[Point labeling dataset excerpts]
#####
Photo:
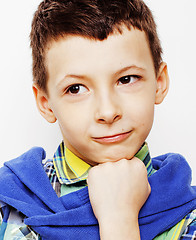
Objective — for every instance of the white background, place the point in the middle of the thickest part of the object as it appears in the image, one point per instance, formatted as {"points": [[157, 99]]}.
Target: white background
{"points": [[21, 126]]}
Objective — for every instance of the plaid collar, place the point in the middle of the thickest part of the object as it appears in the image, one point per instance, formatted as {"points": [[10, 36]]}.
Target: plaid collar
{"points": [[71, 169]]}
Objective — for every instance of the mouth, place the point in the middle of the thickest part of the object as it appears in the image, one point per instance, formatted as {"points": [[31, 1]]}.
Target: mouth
{"points": [[112, 139]]}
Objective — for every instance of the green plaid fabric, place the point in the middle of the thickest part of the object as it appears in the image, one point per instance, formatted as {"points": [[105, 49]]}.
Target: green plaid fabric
{"points": [[11, 221]]}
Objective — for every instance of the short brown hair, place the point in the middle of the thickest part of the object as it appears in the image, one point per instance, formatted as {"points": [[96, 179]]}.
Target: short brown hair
{"points": [[95, 19]]}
#####
Problem to work on: Reproduce the full material exactly, excluding the pictures.

Written response:
Photo:
Objective — for every instance of the white background, place the point in the middle of the thickest part of the object as it appears in the image, one point per instance, formatted as {"points": [[157, 99]]}.
Target: white background
{"points": [[21, 126]]}
Objective — for every instance of the plaid collar, place the point in the middle of the thickest part of the object as it appears in the image, one point per instance, formatted as {"points": [[10, 36]]}.
Target: plaid collar
{"points": [[71, 169]]}
Objective — for every instance of the mouth, place the point in the middle of the thickest part of the object as it appears in the image, one point per instance, formatted as {"points": [[31, 1]]}.
Target: mouth
{"points": [[112, 139]]}
Objective — for every instance of the green plaid fabric, place the point in the middle of the thickest part of the object as it appears in the image, one point per instance, formatted as {"points": [[105, 49]]}.
Target: green plaid fabric
{"points": [[11, 221]]}
Objective — for every instance of the short brown hair, place the point in the middle of the thickest part of the object as it appears in the image, one point per instance, formatted as {"points": [[96, 179]]}.
Target: short brown hair
{"points": [[95, 19]]}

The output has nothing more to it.